SM: I knew in the back of my mind I had done something bad. I could just feel it. He looked at me and said, “ Well, you cracked your navicular bone in half. This isn’t something that can heal its self because there is no blood flow to this bone. You either stop doing gymnastics or we can try to heal it with putting two screws in it.” There was no way to know if it would heal and allow me to do gymnastics again unless I tried. He said, “you pushed it too hard Sarie, you should have stopped when you first noticed it.” It was hard for me to tell if the pain was just from all the other surgeries at first or if I really hurt it. But, I also pushed to be able to compete vault one last time.
CL: How did you take the news?
SM: I was fine at first when I was in the doctors office. I took the news, shook his hand and set up a surgery date. As soon as I got in the car I absolutely lost it. The first thing I cried to my dad about was why does this keep happening to me and I can’t believe I am about to have my sixth surgery. The second thing was what if I do all of this and I still cant do gymnastics anymore. It was a hard pill for me to swallow, but the only way I had hope was by doing the surgery.

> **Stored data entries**
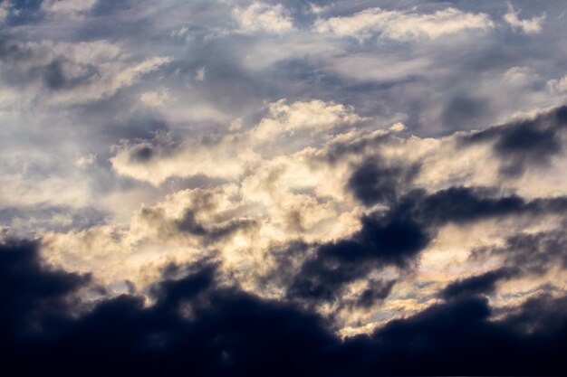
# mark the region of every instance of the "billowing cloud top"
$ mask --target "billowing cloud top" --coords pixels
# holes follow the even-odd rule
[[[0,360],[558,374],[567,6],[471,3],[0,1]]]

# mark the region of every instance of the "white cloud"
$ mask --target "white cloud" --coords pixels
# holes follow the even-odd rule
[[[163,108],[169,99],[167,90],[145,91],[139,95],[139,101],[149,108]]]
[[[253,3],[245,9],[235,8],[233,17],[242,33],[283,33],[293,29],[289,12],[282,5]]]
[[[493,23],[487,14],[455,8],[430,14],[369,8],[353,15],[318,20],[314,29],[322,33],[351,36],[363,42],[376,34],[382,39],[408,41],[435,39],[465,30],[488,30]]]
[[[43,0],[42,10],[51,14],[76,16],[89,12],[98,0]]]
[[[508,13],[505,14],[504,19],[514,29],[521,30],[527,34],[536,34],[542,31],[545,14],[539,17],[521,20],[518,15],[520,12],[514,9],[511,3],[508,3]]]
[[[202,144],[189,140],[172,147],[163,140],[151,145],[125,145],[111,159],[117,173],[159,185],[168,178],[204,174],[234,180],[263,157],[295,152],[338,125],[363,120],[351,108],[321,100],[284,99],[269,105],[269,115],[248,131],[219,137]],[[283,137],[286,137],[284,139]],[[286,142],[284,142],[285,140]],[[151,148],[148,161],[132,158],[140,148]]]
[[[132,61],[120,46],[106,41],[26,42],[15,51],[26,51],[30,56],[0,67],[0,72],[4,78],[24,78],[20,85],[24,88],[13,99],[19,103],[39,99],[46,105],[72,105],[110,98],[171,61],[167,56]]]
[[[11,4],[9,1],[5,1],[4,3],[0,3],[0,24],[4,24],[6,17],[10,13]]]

--

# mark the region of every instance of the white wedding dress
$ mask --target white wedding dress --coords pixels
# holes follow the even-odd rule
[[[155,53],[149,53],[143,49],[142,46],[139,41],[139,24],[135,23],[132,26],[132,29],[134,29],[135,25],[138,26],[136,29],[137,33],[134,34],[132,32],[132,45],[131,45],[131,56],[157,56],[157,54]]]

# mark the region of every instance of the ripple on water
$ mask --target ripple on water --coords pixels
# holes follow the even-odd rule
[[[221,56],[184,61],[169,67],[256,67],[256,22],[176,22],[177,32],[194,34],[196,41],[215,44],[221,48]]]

> **Exercise**
Answer these questions about the interview excerpt:
(a) Which bone did the doctor say SM had cracked in half?
(b) How many screws did the doctor propose putting in the bone?
(c) Which surgery did SM say this would be for her?
The stored data entries are separate material and have no connection to the interview excerpt.

> **Exercise output**
(a) The navicular bone.
(b) Two.
(c) Her sixth surgery.